* **AIM OF THE EXERCISE**: Write out the listing below without alteration, omitting its pictures.

======== ENTRIES

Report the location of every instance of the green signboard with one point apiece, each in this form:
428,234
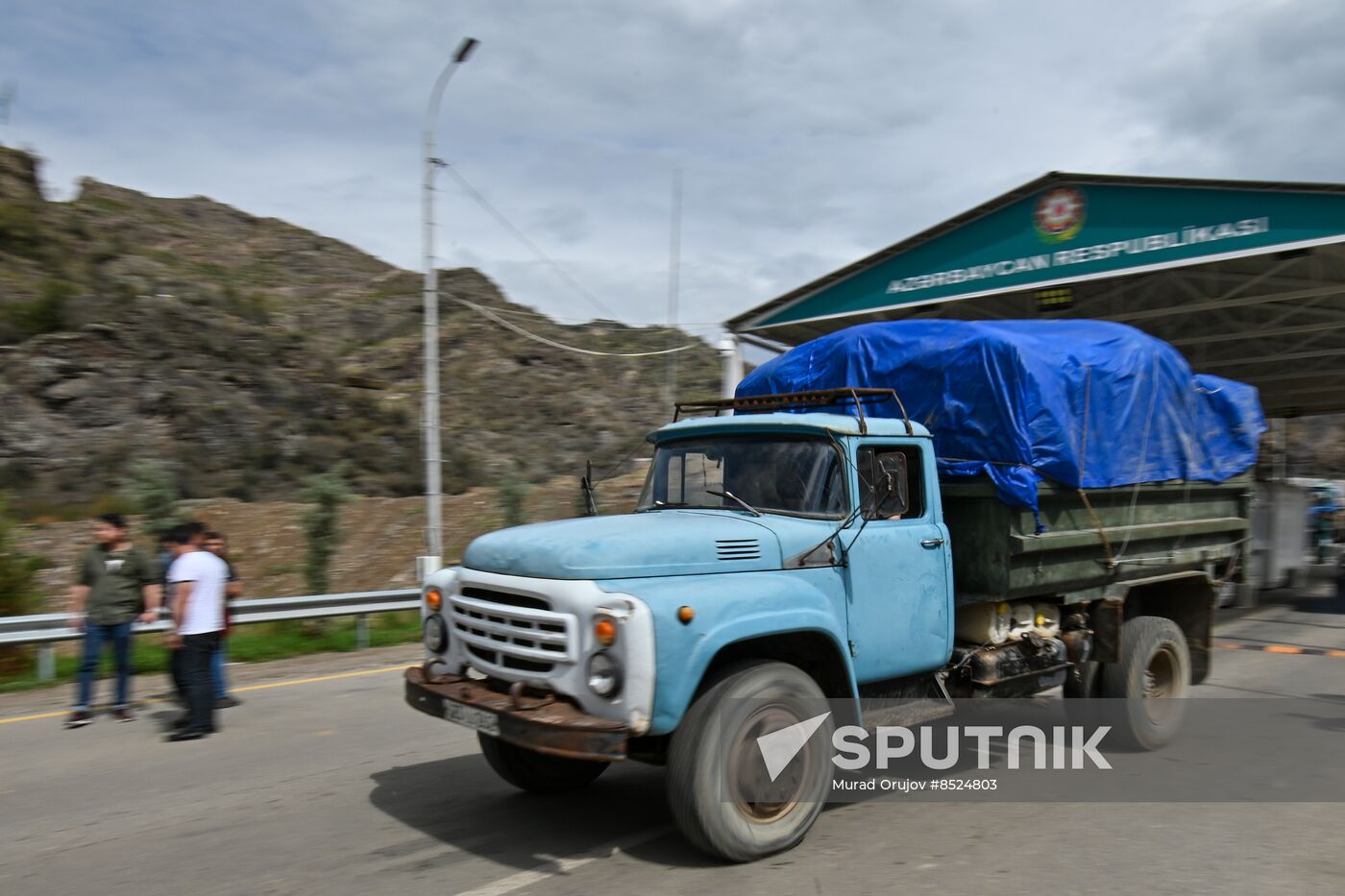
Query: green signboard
1079,231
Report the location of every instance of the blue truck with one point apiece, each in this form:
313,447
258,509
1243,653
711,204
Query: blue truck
789,546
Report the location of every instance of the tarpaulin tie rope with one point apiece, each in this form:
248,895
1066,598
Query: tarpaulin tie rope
1083,462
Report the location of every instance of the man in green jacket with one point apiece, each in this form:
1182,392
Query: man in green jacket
116,584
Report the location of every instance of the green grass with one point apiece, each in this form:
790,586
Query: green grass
246,643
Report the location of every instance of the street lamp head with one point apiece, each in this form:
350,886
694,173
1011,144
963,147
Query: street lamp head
464,49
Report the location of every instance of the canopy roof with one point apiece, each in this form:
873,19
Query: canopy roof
1247,278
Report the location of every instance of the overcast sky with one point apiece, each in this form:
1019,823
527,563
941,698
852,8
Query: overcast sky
809,133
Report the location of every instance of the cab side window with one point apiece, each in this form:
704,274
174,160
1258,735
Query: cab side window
891,482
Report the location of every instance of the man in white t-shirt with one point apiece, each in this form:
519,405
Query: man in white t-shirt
198,580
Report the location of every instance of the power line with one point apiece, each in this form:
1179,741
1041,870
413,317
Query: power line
531,247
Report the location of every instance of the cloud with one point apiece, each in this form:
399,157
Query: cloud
809,134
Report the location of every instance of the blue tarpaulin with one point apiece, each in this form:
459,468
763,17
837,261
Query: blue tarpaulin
1083,402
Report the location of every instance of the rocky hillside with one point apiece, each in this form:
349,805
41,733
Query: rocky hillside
379,537
248,352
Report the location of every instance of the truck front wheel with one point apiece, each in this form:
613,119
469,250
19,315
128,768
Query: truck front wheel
720,788
537,772
1152,678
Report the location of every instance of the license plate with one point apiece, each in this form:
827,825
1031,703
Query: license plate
473,717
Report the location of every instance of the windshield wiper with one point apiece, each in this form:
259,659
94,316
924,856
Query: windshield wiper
732,496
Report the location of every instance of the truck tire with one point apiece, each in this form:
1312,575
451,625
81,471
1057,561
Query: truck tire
717,774
1152,678
537,772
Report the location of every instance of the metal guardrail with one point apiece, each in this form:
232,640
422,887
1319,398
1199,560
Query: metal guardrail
46,630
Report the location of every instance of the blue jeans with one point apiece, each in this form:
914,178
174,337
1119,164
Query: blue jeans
217,668
96,637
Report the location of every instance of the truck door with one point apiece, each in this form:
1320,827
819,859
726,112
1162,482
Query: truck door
898,569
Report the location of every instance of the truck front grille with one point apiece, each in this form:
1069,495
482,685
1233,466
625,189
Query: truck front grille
508,637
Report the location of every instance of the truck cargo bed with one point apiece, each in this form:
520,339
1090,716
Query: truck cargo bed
1133,532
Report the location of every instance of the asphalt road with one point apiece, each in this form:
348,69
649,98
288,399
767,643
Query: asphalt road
326,782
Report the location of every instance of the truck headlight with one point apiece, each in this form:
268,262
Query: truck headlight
436,634
604,674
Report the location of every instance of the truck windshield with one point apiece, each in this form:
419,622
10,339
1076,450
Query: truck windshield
797,475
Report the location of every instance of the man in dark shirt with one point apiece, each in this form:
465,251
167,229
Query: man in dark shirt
116,584
217,545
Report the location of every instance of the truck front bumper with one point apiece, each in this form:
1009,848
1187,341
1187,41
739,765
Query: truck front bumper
545,724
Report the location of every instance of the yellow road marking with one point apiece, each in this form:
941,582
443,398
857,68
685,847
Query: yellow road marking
273,684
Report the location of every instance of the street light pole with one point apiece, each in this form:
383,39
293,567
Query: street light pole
429,416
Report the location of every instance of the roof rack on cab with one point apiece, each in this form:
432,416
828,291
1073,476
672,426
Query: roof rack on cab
795,400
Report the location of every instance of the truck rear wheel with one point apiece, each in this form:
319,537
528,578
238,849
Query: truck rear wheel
719,787
1152,678
537,772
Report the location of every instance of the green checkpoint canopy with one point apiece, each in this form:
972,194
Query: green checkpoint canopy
1244,278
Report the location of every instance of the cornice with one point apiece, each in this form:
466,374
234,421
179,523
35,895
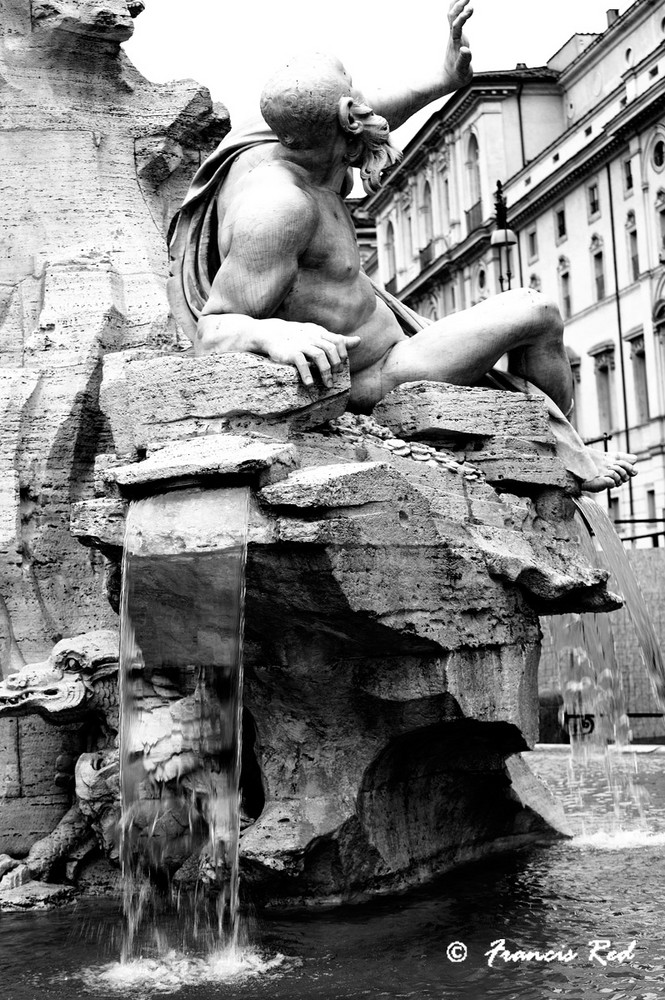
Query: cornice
458,256
637,115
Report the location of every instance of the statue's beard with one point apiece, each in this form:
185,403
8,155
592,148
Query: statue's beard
374,152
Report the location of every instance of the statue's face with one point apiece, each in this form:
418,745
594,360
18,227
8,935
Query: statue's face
108,19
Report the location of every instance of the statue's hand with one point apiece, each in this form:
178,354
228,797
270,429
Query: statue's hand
457,63
305,345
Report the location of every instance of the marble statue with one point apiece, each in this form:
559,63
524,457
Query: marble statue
284,275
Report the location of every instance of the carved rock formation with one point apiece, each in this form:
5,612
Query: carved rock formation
94,161
392,636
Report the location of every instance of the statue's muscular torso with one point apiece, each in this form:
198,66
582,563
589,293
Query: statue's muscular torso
288,250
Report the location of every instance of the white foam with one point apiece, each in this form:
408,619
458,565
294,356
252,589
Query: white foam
621,840
174,970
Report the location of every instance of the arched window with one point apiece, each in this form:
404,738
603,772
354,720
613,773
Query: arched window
633,256
390,251
428,217
598,265
473,169
565,290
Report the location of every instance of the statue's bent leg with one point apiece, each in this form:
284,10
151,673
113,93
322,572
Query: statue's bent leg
463,347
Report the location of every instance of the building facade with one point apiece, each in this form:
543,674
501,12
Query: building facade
579,147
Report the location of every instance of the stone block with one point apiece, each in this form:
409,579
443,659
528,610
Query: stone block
204,458
99,523
437,411
349,484
153,402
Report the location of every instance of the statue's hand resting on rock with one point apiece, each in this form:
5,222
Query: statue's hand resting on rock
290,285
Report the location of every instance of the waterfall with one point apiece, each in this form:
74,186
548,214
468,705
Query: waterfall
594,702
624,578
182,612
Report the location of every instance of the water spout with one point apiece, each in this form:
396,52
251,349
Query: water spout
181,718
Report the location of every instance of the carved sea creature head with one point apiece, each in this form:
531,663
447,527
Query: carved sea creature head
311,99
111,20
59,688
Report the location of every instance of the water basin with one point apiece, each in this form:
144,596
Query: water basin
604,885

================

* **OUTPUT BELOW**:
Report the location of every instance of the green signboard with one point apiece, each in this form:
428,234
Query: green signboard
1079,231
Report the location of every instance of the blue truck with one point apiece, each in this form:
313,447
258,509
1243,653
711,204
Query: blue truck
789,546
Report the location of every instance of the tarpaulin tie rope with one point apiece, each in this form:
248,895
1066,598
Query: tarpaulin tie rope
1083,462
Report the location of every instance of the man in green jacket with one point apiece, each in this form:
1182,392
Query: man in green jacket
116,584
Report the location of every instance of the green grass with one point apiece, each in this form:
790,586
Query: green grass
246,643
Report the location of every instance of the street lamp head with one point apiece, each in this form:
350,886
694,173
1011,144
963,147
Query: street lamp head
464,49
Report the location of every instance of the canopy roof with one point apiece, each in this form:
873,19
Query: canopy roof
1247,278
Report the location of every instance of the overcast sky with one point apiece, each in this form:
1019,823
527,563
941,698
852,8
Query: overcast sky
809,133
Report the location of every instance of the cab side window with one point apiece, each in this form:
704,274
174,160
1258,735
Query: cab side window
891,482
Report the location of every instance of the man in white t-shirt with one point apiece, each in this form:
519,405
Query: man in white t-shirt
198,580
Report the location of every instance of the power line with one point apiece, each in this form:
1179,741
1041,870
413,317
Query: power line
531,247
Report the location of every instance of the cloud with one point apiece, each in this form:
399,157
Query: cloud
809,134
Report the location of every instance of the blue tarpaulin with one point apiece, each in this form:
459,468
763,17
837,261
Query: blue tarpaulin
1083,402
Report the location of every instance of the rocky hillside with one point apiece, each in this form:
349,805
41,733
Query: rocky hillside
379,537
248,352
Report the location of every instance of the truck front wheel with one point apiece, each in this form:
613,119
469,250
19,315
128,768
Query: truck front wheel
720,788
537,772
1152,678
Report the location of every instance of the license plate with one point apiece, each in this form:
827,825
1031,703
Query: license plate
473,717
Report the location of every instance of the windshield wiper with one point apiece, each in this form:
259,659
94,316
924,856
Query: windshield wiper
732,496
Report the location of every instance of the truck tire with one point apiece, each in this form:
1312,575
451,625
81,471
1057,561
Query: truck tire
717,774
1152,678
537,772
Report the location of every instance of the metal guardrail with one point apiece, each in this form:
232,640
422,887
1319,398
1199,560
Query: metal guardrail
46,630
Report the location of every instance of the blue jeans with one point apiece, each in this form:
914,178
174,337
1119,164
Query: blue jeans
217,668
96,637
Report the location of every instance of the truck door with one point apiece, each in this form:
1320,827
819,859
726,112
1162,482
Query: truck door
898,569
Report the location of every instance of the truck front grille with one point apiece, each in this form:
1069,495
482,685
1233,466
625,189
Query: truck front grille
508,637
Report the location of every instance of the truck cargo bed with one point apiece, each in this form:
520,339
1090,716
Query: truck cargo bed
1133,532
Report the location of every instance of the asphalt road with one point apiece, each in this form:
348,69
649,98
288,399
767,643
Query: asphalt road
326,782
Report the location of every instance of the truck headlight with one point apiece, each in this form:
268,262
Query: truck headlight
436,634
604,674
Report the location of every instance of the truck windshield with one point apiece, each in this form:
419,622
10,339
1076,450
Query: truck windshield
797,475
Report the location of every instance of the man in dark shirt with one point apiece, each in this form:
465,251
167,229
Query: man in dark shirt
116,584
217,545
Report the location of every instance of the truck front bumper with one point apiece, each in this form:
1009,848
1187,341
1187,41
739,765
Query: truck front bumper
545,724
Report the location of every instance of the yellow road marking with one point apiece, each in this form:
941,582
443,398
857,68
685,847
Query: yellow road marking
273,684
Report the location of every instance of the street light pole with one point apiece, each in this form:
383,39
293,567
Query: street light pole
429,416
Report the location of every instance of the roof rack on cab with one point apiece, each in this form:
432,416
828,291
1073,476
672,426
Query: roof rack on cab
795,400
Report the location of every instance of the truck rear wheel with one point apiece, each in this form:
319,537
528,578
238,849
Query: truck rear wheel
719,787
1152,678
537,772
Report the location of every instance of the green checkpoint canopy with one point apiece, each in this form:
972,194
Query: green checkpoint canopy
1244,278
Report the location of every instance of the cornice with one point apiece, each in this form:
466,374
234,421
179,523
35,895
Query: cornice
458,256
637,115
Report the location of every instance of the statue's beard with one point apiece, each in this form:
185,403
8,155
592,148
Query: statue's beard
374,152
Report the location of every instance of the statue's face with one point apiece, each in this form:
418,745
594,360
18,227
8,935
Query: statue's face
108,19
Report the location of every instance of the statue's hand with one point apiece, each in this form:
178,354
228,797
270,429
Query: statue's hand
457,63
305,345
Report the location of every instance of the marble statue with one point apiece, each in this form:
559,63
524,457
Query: marble statue
284,275
Report the location of every instance of the carved rock formation with one point apiece, each in this form:
5,612
Query: carved rock formation
94,161
392,636
Report the location of every instance of the statue's muscular torso with one point apiece, each in this form:
198,66
582,563
589,293
Query: statue's muscular torso
288,250
Report the location of every instance of the white foam with one point apiece, each in this form:
408,619
458,565
294,356
252,589
Query: white foam
621,840
174,970
Report the location of every instance of the arched window with one point apiece, each in this form:
404,738
603,772
354,720
613,773
Query: arched window
633,256
390,251
428,217
598,265
473,169
565,290
Report the location of every instance of the statue's bent leg with one point apiece, each in this form:
284,10
151,673
113,93
322,572
Query: statue's bent leg
463,347
Report the location of every instance of the building facade with one point apiece, each in this form:
543,674
501,12
Query: building facade
579,147
Report the location of every instance of the stone block with one point apiece, each in this form:
409,579
443,659
528,610
Query: stone block
204,458
99,523
437,411
349,484
153,402
Report the location of every instance of the statue's hand resting on rock with one point apiece, each in this form:
5,222
Query: statue's hand resting on rock
290,285
Report the location of every instance of the waterfall with one point apiece, each in this form:
74,186
548,214
468,705
Query: waterfall
594,702
624,578
182,612
Report the location of every instance of the water spout with one point apiece, each in this form:
396,52
251,349
Query: water spout
181,718
Report the location of every instance of the carved sea creature head with one point apiece, each in this form:
531,663
447,527
Query: carved sea creature head
311,99
111,20
59,688
Report the location of every instance of the water basin with one point apiece, each in this form:
144,596
Query: water basin
604,885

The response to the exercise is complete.